## BEGIN
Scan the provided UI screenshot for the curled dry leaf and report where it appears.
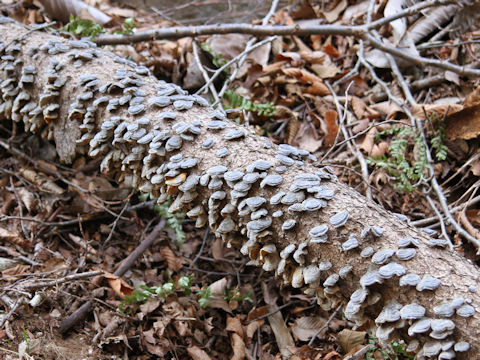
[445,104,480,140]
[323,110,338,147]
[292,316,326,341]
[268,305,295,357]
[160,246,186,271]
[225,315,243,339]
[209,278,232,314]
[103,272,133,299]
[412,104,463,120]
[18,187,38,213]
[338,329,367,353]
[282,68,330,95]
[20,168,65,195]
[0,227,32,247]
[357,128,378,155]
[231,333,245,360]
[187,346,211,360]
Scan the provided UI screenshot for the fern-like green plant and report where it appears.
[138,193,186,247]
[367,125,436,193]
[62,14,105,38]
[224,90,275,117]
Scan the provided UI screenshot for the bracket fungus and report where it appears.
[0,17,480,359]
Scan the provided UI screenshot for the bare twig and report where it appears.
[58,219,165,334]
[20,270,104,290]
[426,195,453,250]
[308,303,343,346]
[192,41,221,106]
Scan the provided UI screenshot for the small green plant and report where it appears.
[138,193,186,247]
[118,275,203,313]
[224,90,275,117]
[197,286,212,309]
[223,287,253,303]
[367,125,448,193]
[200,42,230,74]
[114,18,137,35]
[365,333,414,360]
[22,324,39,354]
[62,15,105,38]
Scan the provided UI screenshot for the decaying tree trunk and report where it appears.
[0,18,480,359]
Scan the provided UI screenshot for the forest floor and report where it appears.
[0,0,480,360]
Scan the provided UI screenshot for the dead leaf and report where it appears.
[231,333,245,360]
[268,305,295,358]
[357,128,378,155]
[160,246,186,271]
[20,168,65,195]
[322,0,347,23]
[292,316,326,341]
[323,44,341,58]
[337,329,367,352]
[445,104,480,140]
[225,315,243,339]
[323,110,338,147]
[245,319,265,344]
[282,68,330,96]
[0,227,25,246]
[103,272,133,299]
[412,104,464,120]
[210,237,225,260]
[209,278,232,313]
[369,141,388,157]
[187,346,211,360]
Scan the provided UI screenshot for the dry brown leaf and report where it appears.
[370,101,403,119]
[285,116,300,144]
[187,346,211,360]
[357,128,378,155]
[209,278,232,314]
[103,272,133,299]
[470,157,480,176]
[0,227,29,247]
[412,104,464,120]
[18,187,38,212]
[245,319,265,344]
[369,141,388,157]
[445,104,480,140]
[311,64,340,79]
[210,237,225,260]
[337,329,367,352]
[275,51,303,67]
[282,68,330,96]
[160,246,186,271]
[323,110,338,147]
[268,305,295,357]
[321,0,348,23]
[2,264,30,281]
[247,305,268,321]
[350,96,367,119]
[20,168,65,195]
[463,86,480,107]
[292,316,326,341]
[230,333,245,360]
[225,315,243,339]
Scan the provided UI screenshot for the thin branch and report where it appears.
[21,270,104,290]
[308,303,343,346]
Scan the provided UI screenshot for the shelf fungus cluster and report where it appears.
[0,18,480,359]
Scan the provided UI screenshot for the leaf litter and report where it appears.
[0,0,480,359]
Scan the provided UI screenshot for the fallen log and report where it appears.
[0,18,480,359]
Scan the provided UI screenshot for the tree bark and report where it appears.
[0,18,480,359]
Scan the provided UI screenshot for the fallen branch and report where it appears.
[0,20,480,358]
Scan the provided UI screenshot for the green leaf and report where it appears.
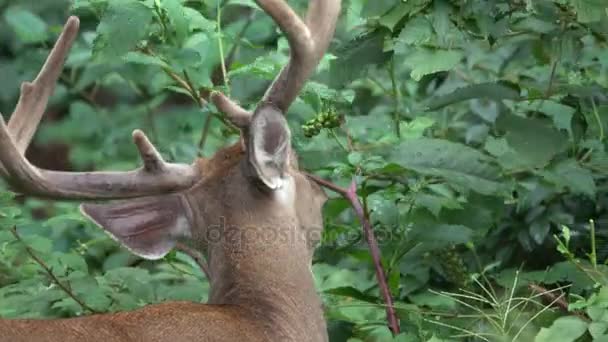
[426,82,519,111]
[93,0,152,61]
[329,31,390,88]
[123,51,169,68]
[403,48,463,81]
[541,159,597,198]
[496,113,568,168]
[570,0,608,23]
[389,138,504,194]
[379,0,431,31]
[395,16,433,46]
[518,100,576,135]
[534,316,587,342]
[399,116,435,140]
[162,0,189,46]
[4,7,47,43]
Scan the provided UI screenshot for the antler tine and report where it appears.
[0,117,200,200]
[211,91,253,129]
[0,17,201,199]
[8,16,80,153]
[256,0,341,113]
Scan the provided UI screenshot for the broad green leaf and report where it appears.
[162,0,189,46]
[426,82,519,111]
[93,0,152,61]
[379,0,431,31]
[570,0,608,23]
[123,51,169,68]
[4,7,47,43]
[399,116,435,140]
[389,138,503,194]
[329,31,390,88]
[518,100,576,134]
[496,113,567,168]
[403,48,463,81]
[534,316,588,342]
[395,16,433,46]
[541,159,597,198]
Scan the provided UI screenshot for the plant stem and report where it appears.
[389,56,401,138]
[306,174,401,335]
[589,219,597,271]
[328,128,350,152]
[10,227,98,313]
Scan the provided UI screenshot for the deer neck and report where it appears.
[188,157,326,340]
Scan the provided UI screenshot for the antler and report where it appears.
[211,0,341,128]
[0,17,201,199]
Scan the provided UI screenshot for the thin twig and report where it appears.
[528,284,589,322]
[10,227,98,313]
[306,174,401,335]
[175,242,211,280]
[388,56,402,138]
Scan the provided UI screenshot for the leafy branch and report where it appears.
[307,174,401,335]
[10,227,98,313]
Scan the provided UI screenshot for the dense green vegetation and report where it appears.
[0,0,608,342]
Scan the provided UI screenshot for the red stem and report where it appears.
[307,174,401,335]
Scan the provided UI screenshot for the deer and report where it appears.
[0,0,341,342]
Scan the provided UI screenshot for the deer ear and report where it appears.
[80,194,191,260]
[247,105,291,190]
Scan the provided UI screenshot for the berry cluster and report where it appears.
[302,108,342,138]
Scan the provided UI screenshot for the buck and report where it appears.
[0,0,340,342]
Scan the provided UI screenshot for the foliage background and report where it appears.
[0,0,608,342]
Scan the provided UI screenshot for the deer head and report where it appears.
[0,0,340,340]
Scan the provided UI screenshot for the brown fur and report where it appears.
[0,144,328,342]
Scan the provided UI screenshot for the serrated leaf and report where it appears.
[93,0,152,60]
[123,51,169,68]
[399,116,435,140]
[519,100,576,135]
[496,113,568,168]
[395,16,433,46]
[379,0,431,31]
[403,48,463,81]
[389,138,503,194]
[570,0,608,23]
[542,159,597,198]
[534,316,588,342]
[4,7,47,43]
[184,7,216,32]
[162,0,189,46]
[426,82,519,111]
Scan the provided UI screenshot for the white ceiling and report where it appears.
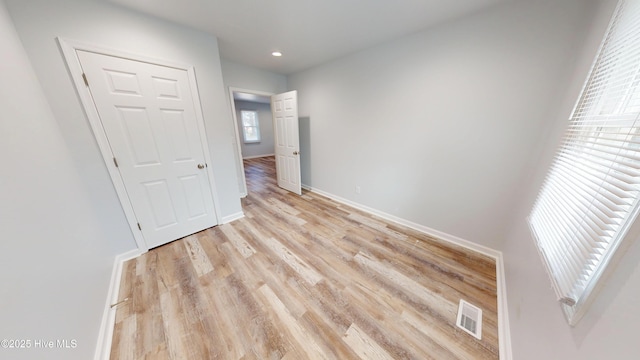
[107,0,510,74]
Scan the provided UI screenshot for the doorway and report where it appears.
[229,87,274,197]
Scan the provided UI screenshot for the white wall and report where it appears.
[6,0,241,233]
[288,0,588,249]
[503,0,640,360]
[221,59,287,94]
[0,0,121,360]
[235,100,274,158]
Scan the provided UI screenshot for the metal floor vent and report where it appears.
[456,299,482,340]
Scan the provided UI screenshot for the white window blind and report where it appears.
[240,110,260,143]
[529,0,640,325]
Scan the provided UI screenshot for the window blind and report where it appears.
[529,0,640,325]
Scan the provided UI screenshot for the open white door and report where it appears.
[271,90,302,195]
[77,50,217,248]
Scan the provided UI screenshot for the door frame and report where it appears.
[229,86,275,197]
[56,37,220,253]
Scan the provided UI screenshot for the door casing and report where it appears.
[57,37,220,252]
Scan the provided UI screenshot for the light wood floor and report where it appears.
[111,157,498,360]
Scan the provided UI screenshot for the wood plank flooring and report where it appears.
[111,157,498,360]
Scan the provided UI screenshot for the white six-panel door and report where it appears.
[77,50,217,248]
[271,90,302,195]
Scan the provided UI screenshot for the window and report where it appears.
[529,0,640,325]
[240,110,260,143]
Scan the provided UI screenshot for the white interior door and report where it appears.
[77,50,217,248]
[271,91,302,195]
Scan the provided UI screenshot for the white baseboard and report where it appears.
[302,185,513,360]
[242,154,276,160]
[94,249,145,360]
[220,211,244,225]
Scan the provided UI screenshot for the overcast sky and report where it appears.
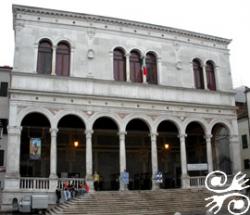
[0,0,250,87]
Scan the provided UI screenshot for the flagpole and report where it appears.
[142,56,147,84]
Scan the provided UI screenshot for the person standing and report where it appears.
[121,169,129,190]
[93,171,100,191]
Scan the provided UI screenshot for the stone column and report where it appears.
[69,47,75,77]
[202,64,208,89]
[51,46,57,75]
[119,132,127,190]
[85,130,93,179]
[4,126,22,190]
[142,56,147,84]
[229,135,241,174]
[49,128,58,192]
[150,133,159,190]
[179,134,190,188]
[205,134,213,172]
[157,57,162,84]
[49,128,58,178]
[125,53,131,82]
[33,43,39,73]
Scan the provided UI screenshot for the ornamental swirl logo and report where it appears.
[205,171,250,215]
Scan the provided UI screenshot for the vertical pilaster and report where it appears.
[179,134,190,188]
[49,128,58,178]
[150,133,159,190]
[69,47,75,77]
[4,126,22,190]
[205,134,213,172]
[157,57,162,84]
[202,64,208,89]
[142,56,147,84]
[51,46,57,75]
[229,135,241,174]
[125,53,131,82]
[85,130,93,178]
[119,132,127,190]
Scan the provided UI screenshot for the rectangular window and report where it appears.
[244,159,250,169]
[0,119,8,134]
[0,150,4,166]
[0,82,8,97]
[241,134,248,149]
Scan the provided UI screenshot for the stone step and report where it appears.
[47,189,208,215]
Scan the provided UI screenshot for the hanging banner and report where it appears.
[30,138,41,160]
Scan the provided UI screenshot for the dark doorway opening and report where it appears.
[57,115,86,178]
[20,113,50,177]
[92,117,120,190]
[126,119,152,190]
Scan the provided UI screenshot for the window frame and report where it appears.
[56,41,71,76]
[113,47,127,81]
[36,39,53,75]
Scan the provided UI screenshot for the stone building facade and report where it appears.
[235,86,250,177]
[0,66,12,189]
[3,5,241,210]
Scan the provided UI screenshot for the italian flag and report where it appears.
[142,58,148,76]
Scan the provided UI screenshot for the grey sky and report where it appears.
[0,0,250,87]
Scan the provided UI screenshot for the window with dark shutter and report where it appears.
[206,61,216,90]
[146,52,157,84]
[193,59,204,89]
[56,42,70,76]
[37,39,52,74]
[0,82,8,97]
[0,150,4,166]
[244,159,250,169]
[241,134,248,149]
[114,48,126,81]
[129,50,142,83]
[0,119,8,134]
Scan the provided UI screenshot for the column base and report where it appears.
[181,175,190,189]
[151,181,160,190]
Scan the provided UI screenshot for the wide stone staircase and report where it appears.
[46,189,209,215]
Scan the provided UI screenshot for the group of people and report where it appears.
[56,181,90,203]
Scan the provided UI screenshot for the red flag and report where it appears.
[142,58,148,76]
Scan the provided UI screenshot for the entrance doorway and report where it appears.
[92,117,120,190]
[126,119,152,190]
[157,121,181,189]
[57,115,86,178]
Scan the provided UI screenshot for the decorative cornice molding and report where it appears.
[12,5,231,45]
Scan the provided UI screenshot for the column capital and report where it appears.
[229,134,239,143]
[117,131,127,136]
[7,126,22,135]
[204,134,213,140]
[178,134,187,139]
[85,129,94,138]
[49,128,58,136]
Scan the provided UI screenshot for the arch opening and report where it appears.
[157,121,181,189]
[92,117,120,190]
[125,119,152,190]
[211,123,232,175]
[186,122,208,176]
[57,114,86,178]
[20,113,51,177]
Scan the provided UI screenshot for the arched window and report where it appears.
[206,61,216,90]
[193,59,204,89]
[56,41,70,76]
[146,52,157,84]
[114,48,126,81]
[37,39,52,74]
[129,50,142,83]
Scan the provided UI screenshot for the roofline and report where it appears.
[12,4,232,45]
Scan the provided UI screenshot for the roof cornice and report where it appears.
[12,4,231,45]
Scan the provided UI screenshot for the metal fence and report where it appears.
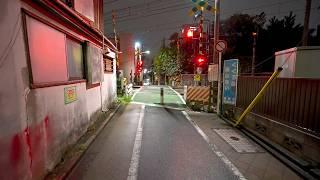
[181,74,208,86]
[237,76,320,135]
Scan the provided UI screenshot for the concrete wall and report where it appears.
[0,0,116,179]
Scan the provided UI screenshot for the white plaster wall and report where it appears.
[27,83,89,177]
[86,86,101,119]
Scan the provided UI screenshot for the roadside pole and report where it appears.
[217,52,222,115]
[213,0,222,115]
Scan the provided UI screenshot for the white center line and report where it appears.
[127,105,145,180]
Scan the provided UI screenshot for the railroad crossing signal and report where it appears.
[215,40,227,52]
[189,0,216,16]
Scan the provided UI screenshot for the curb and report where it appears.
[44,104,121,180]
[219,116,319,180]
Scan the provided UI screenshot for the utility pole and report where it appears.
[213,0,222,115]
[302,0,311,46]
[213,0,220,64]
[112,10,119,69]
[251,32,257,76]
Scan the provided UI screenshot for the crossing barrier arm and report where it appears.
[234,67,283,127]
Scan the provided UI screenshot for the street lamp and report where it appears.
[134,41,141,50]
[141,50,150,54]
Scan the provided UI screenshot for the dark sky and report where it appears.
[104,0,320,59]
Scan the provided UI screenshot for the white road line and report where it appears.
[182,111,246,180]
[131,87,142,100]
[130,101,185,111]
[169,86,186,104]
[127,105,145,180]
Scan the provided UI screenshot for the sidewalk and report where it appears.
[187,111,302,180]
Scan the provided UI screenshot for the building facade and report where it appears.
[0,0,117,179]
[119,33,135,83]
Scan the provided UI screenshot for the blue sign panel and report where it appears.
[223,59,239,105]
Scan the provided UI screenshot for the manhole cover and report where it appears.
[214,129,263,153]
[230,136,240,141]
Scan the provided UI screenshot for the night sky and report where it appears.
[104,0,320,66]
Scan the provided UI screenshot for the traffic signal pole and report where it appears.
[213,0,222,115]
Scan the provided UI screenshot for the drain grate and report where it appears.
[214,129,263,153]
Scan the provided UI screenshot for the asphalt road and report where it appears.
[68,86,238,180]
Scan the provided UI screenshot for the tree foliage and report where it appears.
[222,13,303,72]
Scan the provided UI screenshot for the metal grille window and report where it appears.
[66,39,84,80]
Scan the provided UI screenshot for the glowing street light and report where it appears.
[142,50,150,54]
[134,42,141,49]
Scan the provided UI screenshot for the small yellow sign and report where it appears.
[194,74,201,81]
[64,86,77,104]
## END
(TO BE DONE):
Render the listing as a JSON list of strings, one string per line, leaving out blank lines and any pictures. Begin at the line that has "Scan the provided UI screenshot for the arched" and stop after the line that has "[141,50,150,54]".

(OUTPUT BELOW):
[
  "Scan the provided UI screenshot for the arched window and report where it appears.",
  "[206,61,216,90]",
  "[193,59,204,89]",
  "[56,41,70,76]",
  "[146,52,157,84]",
  "[114,48,126,81]",
  "[37,39,52,74]",
  "[129,50,142,83]",
  "Scan the provided UI screenshot for the roofline and report where it appears.",
  "[12,4,232,45]",
  "Scan the provided UI screenshot for the roof cornice and report where it appears.",
  "[12,4,231,45]",
  "Scan the provided UI screenshot for the metal fence and report where it appears.",
  "[181,74,208,86]",
  "[237,76,320,135]",
  "Scan the provided UI screenshot for the concrete wall and report where it appears.",
  "[0,0,116,179]",
  "Scan the provided UI screenshot for the white plaster wall and report where it appears.",
  "[27,83,89,177]",
  "[86,86,101,119]",
  "Scan the provided UI screenshot for the roadside pole and report where it appears.",
  "[217,52,222,115]",
  "[213,0,222,115]",
  "Scan the provided UI screenshot for the white center line and report where it appears.",
  "[127,105,145,180]",
  "Scan the provided UI screenshot for the railroad crossing signal and report where it appears.",
  "[215,40,227,52]",
  "[189,0,216,16]",
  "Scan the provided UI screenshot for the curb and report where it appears.",
  "[44,104,121,180]",
  "[219,116,319,180]",
  "Scan the provided UI screenshot for the utility pole and report where it appears.",
  "[213,0,222,115]",
  "[302,0,311,46]",
  "[213,0,220,64]",
  "[112,10,119,69]",
  "[251,32,257,76]",
  "Scan the provided UI screenshot for the crossing barrier arm and report where it appears.",
  "[234,67,283,127]",
  "Scan the provided UI screenshot for the street lamp and report where it appears.",
  "[134,41,141,50]",
  "[141,50,150,54]"
]